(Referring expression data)
◆ ◆ ◆ ◆

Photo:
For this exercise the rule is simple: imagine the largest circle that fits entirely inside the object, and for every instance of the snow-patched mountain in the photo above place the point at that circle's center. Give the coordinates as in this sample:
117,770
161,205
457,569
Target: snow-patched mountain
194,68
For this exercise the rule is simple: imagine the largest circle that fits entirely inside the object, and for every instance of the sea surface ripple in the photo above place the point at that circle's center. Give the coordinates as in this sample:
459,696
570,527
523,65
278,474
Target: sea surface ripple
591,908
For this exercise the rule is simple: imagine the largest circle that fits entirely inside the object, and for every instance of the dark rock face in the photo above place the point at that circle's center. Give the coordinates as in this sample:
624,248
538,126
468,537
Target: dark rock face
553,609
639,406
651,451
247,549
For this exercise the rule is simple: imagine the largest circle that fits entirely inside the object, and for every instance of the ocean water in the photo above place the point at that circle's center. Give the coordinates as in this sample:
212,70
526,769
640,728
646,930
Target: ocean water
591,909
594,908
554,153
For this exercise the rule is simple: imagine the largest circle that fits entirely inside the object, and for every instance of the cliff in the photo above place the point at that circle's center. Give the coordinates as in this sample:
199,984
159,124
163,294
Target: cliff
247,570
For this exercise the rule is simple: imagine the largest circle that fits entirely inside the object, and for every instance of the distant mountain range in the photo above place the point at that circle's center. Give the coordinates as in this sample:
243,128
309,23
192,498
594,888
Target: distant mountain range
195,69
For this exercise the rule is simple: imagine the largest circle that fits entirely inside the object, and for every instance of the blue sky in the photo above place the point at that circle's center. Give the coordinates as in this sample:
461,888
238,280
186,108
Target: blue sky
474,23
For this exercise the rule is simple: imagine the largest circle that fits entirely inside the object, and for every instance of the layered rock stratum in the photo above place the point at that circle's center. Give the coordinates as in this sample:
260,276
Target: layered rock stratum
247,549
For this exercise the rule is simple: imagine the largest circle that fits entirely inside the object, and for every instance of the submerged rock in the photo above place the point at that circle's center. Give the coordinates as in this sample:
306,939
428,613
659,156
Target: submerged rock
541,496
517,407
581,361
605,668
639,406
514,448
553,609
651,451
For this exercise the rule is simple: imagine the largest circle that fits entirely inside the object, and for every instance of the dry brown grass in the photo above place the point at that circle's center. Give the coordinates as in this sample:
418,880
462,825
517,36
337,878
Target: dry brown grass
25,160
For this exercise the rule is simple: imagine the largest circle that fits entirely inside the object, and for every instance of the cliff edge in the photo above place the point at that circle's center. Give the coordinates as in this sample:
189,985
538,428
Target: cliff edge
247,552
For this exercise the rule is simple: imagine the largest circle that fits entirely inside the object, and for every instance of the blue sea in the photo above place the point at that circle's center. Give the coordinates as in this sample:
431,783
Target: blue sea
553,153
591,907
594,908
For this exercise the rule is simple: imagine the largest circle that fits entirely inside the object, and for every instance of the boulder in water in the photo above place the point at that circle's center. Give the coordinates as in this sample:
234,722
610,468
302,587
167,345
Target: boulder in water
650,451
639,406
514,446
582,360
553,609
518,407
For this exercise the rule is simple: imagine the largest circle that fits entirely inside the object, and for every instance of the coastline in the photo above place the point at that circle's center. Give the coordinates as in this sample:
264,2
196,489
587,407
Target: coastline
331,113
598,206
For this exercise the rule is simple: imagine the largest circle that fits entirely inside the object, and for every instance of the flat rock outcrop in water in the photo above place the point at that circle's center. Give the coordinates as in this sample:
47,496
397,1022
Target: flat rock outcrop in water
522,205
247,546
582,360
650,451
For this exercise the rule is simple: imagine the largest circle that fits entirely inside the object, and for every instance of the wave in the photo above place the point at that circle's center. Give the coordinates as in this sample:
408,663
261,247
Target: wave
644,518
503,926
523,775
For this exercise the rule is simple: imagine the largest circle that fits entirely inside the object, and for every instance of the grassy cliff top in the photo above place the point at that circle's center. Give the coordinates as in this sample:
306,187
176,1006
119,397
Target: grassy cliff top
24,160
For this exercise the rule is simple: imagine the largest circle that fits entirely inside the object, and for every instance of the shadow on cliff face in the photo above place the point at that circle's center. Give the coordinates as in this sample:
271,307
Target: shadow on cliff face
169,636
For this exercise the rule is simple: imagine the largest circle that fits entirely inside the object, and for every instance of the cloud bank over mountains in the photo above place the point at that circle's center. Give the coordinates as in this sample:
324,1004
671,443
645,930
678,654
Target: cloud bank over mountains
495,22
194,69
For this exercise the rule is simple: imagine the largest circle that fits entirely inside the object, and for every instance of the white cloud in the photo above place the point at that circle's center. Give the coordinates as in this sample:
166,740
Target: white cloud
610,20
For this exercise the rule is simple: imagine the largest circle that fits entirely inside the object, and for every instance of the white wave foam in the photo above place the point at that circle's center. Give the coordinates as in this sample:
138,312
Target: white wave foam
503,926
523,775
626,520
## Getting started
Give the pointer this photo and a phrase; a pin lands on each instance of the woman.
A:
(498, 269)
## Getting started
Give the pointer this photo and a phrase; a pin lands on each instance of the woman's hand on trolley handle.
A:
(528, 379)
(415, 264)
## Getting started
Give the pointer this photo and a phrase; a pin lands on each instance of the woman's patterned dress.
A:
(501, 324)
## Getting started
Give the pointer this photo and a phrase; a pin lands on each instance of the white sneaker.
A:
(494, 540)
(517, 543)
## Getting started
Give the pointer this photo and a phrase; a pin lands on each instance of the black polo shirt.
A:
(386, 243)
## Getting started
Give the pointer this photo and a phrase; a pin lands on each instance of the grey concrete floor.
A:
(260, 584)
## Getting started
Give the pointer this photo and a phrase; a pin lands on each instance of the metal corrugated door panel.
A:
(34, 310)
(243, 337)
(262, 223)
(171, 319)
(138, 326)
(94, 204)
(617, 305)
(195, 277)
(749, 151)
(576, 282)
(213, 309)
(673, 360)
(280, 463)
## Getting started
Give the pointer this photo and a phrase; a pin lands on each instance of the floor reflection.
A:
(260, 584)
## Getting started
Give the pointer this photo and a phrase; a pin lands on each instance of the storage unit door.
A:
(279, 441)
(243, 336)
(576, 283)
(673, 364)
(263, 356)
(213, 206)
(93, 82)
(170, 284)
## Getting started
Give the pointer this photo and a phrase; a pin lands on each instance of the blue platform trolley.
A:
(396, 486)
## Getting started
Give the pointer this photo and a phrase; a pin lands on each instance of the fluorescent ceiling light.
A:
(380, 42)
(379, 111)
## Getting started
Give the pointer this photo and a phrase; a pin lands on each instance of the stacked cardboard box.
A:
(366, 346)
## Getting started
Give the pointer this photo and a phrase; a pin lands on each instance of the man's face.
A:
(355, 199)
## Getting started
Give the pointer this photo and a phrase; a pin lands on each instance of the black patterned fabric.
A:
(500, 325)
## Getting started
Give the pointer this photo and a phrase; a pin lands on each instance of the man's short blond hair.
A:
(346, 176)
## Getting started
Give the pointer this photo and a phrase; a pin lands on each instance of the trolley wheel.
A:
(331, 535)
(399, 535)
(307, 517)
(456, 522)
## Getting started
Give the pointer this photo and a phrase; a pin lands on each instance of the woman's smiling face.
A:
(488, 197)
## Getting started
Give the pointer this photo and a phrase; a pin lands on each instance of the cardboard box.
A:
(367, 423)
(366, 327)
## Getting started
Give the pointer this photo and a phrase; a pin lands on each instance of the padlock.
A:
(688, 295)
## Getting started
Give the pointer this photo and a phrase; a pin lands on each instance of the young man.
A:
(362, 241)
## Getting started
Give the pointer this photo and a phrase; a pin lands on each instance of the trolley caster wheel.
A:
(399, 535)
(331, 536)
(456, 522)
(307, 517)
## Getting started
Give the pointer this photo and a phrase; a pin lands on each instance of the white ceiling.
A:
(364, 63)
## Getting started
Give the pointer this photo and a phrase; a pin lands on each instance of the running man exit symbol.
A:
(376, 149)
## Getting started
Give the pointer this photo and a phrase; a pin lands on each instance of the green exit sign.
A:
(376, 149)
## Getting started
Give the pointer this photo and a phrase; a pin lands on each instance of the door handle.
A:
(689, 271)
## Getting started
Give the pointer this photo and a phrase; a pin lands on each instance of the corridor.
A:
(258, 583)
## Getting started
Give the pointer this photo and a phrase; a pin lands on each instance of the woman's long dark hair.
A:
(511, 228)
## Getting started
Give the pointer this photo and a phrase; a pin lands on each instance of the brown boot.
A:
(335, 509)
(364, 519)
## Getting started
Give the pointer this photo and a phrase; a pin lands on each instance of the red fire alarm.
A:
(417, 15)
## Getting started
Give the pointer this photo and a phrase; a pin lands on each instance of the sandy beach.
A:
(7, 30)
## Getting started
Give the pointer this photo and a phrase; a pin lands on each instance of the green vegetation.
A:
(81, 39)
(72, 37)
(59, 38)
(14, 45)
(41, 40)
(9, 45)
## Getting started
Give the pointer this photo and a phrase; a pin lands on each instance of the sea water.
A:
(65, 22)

◆ ◆ ◆ ◆

When a line in the records holds the string "exit", copy that line.

Give the pointer this photo and a phrase; a pin lands on each instance of the running man exit symbol.
Give the pointer this photo and a phrase; a pin lands on each instance of the green exit sign.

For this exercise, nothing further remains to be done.